**Task requirements**
1 > From the review of Efes restaurant, return the passage starting with "The secret is" and going on through "Turkish exchange students.", copied word for word.
2 > According to the review of Efes restaurant, where does the restaurant get its meat?

**Text segment**
First Look: Efes – Turkish Style Street Food

When Kemal Şahin took over Efes Restaurant last year, his objective was to provide authentic Turkish food. It’s no secret that Efes had been adrift for a couple of years as the previous owner, possibly overwhelmed by the business, was providing a not very enthralling product. Şahin saw an opportunity in this. There are a great many students, and regular citizens here from the middle East, from Turkey, and beyond who are craving a taste of home. Efes is now as authentic as one can get.

The secret is not such a secret, Şahin insists. Everything is made in-house, fresh, and spiced with a particular sensitivity to the correct blending of spices. The meat is all hormone-free, and procured from the Halal butcher in Quadra Village. The falafels contain no gluten, no powder. They too are ground fresh in house. People vote with their feet. Business has doubled since Şahin took over the kitchen. On the day I came, a large pot kuru fasulye, a traditional bean dish, was brewing in the back as a special request for a large party of homesick Turkish exchange students.

Efes kebab dinner

Efes kebab dinner

Ostensibly, Efes serves Turkish street food: kebabs, donair wraps, and falafel wraps. The donair is not quite like anything else that you can find in the city. The chicken meat that goes inside is not made from a paste, as it is in other places. The flavour is an authentic Turkish style, and not the Halifax style. The kebabs, meanwhile, are quite extraordinary. They are roasted over the grill, fresh each time, on long sword like skewers specially brought over from Turkey.

Dataset records on object locations:
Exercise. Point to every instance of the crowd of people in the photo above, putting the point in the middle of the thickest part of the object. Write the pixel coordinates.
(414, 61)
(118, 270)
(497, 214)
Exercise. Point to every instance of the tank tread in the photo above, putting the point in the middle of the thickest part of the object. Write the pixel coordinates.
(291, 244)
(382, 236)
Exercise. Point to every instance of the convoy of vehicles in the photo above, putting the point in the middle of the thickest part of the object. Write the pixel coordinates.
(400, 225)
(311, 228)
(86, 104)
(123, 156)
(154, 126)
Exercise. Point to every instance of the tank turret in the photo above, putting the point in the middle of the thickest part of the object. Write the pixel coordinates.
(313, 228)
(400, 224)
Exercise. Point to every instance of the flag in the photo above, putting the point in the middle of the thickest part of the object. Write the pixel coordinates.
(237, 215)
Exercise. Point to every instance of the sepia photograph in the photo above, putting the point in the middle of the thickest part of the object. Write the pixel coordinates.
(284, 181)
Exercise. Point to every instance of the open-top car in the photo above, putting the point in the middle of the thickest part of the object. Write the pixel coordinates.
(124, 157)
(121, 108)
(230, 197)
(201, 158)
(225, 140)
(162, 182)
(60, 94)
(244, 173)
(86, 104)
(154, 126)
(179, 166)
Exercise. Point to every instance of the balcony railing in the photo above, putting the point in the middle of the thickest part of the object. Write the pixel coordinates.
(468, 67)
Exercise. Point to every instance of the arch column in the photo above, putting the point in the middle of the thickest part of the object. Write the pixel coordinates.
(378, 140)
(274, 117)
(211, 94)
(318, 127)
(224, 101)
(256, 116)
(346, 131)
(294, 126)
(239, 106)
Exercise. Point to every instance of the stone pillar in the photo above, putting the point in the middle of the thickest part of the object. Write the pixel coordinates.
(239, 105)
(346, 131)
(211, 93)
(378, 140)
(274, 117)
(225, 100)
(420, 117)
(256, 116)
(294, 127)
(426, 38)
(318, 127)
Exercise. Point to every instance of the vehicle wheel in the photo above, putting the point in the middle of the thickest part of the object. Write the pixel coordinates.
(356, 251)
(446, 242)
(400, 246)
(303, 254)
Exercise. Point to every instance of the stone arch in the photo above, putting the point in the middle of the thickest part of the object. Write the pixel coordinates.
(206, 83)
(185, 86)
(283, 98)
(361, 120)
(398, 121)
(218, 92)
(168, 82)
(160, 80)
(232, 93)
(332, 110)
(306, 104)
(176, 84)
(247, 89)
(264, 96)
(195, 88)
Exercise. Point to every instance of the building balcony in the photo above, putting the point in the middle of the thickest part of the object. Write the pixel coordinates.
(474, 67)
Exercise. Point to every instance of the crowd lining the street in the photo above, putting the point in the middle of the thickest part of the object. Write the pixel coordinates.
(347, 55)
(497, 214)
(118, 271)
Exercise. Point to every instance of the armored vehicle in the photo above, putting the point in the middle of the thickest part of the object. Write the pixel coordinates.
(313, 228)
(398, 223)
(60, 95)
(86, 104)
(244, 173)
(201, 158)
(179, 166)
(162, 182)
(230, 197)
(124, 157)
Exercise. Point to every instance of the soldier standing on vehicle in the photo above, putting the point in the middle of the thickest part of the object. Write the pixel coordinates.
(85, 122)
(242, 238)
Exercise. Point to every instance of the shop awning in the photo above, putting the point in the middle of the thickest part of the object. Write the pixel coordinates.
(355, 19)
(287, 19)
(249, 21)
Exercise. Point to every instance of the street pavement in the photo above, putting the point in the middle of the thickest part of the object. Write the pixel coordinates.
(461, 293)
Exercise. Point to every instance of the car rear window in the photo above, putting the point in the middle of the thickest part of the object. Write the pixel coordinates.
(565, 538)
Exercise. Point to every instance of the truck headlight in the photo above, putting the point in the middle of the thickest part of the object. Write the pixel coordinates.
--
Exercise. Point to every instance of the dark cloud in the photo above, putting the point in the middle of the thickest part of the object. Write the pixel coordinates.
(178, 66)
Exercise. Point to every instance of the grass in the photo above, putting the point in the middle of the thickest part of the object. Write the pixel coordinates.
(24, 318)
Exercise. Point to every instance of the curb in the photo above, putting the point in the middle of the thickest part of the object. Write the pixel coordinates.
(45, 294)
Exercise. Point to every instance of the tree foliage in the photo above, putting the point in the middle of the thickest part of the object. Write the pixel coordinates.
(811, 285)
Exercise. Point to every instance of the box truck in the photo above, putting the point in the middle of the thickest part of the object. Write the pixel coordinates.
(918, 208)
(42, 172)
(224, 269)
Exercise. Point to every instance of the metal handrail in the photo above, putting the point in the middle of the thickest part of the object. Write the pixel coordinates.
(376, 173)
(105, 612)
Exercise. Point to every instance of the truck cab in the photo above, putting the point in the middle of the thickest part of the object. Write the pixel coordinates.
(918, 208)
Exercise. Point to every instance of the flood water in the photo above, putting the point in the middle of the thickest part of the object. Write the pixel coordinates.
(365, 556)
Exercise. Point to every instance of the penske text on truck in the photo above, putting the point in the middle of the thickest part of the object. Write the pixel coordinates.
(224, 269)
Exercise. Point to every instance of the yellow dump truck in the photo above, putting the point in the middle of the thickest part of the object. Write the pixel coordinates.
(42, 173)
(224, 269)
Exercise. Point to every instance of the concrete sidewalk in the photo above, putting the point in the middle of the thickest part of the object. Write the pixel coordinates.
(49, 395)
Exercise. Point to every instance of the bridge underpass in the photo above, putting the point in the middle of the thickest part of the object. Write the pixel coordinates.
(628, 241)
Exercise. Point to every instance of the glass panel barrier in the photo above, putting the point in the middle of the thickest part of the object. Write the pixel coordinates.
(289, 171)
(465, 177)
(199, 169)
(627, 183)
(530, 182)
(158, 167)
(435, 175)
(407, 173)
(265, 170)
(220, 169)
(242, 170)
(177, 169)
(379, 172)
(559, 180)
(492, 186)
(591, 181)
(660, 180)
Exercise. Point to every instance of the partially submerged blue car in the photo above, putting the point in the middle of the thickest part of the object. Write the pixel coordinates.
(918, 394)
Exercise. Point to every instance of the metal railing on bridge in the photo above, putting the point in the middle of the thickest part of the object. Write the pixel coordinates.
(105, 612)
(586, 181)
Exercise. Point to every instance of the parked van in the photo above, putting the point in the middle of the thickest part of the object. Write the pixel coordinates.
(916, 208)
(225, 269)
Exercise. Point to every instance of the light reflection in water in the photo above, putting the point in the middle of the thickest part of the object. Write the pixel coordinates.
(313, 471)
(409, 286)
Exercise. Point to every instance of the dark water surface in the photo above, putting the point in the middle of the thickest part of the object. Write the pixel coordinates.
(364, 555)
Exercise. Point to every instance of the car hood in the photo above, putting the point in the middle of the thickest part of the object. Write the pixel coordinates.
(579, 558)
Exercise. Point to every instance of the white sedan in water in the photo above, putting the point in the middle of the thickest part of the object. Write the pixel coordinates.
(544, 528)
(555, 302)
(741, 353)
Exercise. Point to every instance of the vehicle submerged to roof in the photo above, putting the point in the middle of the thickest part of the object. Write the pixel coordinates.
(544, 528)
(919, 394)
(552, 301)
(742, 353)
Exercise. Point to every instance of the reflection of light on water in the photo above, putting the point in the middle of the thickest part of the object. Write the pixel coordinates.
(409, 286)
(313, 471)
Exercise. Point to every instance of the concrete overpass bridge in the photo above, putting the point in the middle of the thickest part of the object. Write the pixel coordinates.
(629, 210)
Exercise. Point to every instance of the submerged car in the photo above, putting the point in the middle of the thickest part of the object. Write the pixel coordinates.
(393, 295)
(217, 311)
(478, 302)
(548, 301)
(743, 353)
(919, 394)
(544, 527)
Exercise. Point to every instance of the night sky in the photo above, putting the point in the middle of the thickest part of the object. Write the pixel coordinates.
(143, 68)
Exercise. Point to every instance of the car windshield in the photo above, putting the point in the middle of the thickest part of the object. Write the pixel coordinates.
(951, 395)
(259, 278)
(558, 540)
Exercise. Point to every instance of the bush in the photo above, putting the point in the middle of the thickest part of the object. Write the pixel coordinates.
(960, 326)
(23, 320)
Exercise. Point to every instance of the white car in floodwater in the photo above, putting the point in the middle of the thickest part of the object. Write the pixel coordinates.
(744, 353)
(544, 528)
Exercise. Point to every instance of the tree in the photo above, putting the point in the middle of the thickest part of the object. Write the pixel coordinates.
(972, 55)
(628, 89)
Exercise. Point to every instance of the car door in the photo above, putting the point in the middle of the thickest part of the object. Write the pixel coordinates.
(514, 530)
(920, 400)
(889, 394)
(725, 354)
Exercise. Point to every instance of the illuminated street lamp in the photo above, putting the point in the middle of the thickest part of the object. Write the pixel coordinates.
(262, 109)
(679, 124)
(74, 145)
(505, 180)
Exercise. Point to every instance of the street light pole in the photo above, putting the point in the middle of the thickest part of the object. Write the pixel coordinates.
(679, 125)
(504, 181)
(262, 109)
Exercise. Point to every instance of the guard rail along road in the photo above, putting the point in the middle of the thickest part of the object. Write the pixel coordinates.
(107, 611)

**Answers provided**
1 >
The secret is not such a secret, Şahin insists. Everything is made in-house, fresh, and spiced with a particular sensitivity to the correct blending of spices. The meat is all hormone-free, and procured from the Halal butcher in Quadra Village. The falafels contain no gluten, no powder. They too are ground fresh in house. People vote with their feet. Business has doubled since Şahin took over the kitchen. On the day I came, a large pot kuru fasulye, a traditional bean dish, was brewing in the back as a special request for a large party of homesick Turkish exchange students.

2 > From the Halal butcher in Quadra Village.